### Task instructions
In the discussion text below, which grammatical gender is marked for "fish" in the quoted Genesis 1:28?

### Study text
- - - -
Ah note I said one witness not one text. All of the text is significant else God would not have inspired it to come to be. That being said, I know of no Doctrine that is established by a single witness. It has always been 2-3+ maybe someone can correct me in this. Must God repeat himself to be heard? No but He does certainly seem to do so. Think how much shorter the New Testament would be if it included none of the Old Testament in it. Think how much shorter the ld Testament would be if the people had gotten it the first time and not the upteenth time.
 
Is it like Greek where gender doesn't necessarily mean "male and female" like we would think it does?
 
That very well could be the case. That's why I was ASKING if it were significant. I don't know that it is at all. My Hebrew's not bad, but perhaps someone around here could answer definitively for us.
 
Free variation

I would think that free variation is the most likely explanation, possibly combined with the pleasantness of sound, preferring the plene spelling for the end of the verse?

Genesis 1:28 And God blessed them. And God said to them, "Be fruitful and multiply and fill the earth and subdue it and have dominion over the fish [fem.] of the sea and over the birds of the heavens and over every living thing that moves on the earth."

Genesis 9:2 The fear of you and the dread of you shall be upon every beast of the earth and upon every bird of the heavens, upon everything that creeps on the ground and all the fish [masc.] of the sea. Into your hand they are delivered.
- - - -
### Provided records
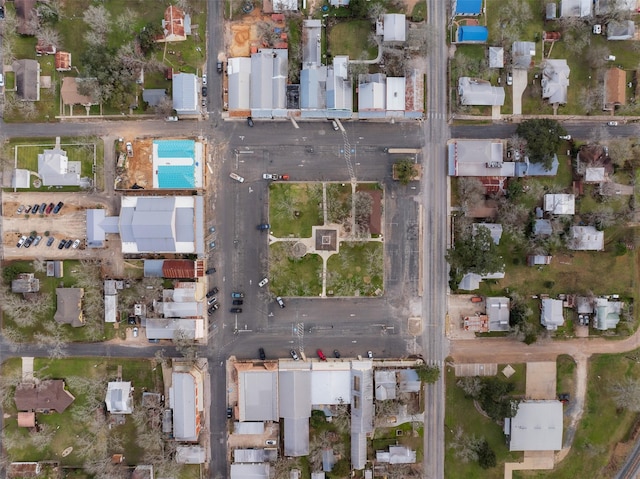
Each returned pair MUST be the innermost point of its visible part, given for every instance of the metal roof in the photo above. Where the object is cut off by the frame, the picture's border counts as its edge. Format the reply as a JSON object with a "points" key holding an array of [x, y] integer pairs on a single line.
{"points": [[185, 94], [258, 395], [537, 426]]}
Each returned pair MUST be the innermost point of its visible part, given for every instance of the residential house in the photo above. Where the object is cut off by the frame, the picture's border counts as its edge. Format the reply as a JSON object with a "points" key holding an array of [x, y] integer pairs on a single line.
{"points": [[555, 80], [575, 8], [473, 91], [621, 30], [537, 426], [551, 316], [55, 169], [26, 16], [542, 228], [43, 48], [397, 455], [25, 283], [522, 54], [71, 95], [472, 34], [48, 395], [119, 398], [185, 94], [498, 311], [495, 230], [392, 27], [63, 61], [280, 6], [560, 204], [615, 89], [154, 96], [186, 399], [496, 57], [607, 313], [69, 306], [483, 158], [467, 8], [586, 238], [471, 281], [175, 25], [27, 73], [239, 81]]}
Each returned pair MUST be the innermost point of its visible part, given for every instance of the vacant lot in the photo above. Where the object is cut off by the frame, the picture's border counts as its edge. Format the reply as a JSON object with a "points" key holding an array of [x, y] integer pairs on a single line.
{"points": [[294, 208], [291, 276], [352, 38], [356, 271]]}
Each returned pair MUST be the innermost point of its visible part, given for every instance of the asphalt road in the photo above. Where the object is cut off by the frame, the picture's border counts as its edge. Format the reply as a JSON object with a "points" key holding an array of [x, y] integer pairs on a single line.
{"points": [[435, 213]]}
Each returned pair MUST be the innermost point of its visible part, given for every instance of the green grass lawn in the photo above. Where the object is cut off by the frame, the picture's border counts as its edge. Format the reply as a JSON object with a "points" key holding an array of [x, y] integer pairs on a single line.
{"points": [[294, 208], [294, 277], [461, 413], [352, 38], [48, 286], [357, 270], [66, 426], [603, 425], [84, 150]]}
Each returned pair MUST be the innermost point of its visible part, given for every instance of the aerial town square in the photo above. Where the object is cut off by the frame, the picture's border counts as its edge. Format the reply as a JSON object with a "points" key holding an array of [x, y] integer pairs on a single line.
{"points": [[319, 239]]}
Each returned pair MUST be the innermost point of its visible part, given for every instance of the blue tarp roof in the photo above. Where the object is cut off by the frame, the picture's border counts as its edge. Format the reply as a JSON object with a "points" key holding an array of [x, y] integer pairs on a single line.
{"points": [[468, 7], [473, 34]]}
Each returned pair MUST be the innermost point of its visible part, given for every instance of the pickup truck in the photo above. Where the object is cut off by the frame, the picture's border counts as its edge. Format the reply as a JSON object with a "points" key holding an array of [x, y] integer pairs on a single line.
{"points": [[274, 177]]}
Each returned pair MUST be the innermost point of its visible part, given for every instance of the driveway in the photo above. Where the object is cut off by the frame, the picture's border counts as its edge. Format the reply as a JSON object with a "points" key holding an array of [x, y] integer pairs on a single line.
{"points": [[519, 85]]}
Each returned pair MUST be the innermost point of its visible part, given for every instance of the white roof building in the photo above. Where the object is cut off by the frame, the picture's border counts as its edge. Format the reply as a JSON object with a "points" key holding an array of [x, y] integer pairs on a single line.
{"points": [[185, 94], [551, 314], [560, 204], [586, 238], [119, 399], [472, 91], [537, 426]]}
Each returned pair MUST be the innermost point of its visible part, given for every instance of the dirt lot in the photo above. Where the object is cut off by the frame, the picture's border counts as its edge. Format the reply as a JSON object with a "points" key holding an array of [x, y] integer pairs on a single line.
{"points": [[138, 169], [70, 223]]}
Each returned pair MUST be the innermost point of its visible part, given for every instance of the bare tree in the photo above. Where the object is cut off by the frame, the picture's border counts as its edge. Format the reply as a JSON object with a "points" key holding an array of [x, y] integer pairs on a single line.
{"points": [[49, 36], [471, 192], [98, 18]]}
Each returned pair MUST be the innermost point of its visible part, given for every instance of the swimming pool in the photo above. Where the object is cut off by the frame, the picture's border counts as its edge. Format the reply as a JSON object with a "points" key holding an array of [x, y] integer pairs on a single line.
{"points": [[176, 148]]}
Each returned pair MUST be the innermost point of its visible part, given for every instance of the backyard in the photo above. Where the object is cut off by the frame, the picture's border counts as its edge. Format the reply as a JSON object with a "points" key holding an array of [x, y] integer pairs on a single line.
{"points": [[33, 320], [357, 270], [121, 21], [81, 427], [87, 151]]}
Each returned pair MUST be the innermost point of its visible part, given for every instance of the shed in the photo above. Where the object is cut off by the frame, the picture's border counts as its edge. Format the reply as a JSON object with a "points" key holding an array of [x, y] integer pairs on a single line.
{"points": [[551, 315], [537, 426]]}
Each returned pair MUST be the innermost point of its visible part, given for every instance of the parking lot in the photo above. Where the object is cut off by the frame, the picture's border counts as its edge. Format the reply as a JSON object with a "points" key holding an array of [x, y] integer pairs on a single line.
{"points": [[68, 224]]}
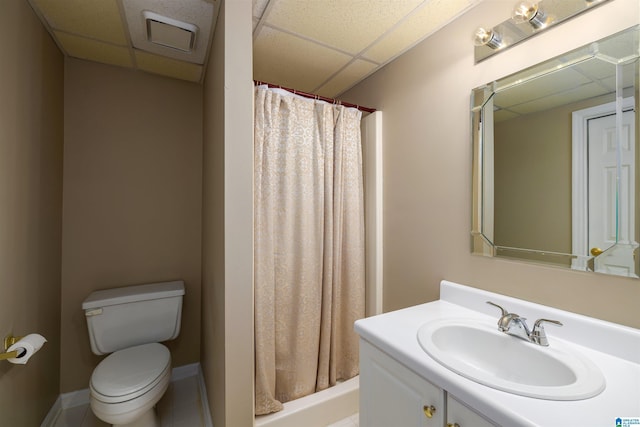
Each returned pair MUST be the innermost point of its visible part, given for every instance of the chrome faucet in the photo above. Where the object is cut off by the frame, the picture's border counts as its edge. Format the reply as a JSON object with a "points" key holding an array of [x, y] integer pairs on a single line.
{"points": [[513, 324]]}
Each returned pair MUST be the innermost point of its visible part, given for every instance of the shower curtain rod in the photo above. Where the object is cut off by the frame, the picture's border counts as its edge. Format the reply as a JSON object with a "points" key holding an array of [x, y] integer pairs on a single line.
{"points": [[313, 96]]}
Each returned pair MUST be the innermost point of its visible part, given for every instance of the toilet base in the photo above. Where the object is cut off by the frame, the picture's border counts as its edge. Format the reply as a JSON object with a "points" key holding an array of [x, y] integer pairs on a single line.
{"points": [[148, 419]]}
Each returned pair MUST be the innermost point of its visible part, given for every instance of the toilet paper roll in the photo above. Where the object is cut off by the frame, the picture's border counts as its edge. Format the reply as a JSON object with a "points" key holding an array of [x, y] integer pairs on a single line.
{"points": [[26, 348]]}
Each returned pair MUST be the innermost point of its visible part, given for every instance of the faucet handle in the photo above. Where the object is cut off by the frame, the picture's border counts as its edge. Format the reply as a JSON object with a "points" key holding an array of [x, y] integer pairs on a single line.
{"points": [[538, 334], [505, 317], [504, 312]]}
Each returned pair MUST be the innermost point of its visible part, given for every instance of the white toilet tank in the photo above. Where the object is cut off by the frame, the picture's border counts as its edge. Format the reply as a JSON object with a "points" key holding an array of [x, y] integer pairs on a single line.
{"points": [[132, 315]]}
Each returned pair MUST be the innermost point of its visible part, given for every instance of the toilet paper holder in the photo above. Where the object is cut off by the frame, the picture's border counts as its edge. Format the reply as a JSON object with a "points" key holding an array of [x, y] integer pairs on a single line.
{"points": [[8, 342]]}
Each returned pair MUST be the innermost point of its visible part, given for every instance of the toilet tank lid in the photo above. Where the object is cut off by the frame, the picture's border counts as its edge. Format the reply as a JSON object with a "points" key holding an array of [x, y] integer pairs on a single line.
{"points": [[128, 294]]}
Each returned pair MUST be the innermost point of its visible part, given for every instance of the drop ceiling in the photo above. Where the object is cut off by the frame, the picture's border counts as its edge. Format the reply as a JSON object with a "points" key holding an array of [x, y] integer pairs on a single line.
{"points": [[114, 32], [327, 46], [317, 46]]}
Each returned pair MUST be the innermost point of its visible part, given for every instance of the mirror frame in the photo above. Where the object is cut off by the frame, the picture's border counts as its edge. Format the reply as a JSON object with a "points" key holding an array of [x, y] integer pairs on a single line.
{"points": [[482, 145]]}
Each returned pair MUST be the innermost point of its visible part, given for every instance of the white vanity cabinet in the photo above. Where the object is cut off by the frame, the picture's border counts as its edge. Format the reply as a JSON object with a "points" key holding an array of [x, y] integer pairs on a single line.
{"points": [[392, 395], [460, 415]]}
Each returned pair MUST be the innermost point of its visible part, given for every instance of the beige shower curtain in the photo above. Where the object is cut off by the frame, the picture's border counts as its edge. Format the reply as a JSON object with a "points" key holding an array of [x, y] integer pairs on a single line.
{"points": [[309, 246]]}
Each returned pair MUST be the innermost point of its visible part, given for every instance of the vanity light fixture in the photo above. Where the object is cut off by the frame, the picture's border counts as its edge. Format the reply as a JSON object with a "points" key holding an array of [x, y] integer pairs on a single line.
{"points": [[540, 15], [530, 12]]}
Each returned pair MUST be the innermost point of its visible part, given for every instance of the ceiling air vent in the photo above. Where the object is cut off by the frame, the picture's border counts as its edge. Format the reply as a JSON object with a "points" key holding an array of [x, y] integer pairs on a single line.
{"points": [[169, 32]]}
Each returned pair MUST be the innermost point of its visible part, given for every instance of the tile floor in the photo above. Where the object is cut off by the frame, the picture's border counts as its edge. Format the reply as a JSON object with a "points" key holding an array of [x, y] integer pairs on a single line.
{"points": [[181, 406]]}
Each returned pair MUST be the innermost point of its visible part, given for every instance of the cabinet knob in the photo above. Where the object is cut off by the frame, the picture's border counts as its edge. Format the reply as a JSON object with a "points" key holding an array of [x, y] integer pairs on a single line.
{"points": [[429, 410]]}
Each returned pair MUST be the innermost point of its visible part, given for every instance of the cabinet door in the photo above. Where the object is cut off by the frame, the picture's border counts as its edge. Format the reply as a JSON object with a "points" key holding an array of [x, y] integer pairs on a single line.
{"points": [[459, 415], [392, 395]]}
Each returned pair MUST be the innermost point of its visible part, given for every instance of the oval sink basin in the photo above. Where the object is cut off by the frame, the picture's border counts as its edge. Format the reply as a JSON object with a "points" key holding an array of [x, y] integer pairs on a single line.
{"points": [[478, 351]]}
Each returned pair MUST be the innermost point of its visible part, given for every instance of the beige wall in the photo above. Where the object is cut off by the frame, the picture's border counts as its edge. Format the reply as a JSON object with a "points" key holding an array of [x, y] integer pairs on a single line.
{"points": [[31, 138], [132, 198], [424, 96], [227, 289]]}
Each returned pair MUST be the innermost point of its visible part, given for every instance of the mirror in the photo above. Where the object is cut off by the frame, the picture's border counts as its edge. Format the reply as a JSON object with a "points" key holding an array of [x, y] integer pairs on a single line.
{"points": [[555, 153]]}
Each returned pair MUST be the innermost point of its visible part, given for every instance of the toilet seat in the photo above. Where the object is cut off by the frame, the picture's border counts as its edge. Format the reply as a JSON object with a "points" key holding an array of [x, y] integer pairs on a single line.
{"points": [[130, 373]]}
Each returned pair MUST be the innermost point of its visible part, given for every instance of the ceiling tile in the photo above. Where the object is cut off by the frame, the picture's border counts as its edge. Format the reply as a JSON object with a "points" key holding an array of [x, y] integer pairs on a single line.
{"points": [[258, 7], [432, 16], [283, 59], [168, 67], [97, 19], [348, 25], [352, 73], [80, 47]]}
- - - -
### Response to this exercise
Feminine.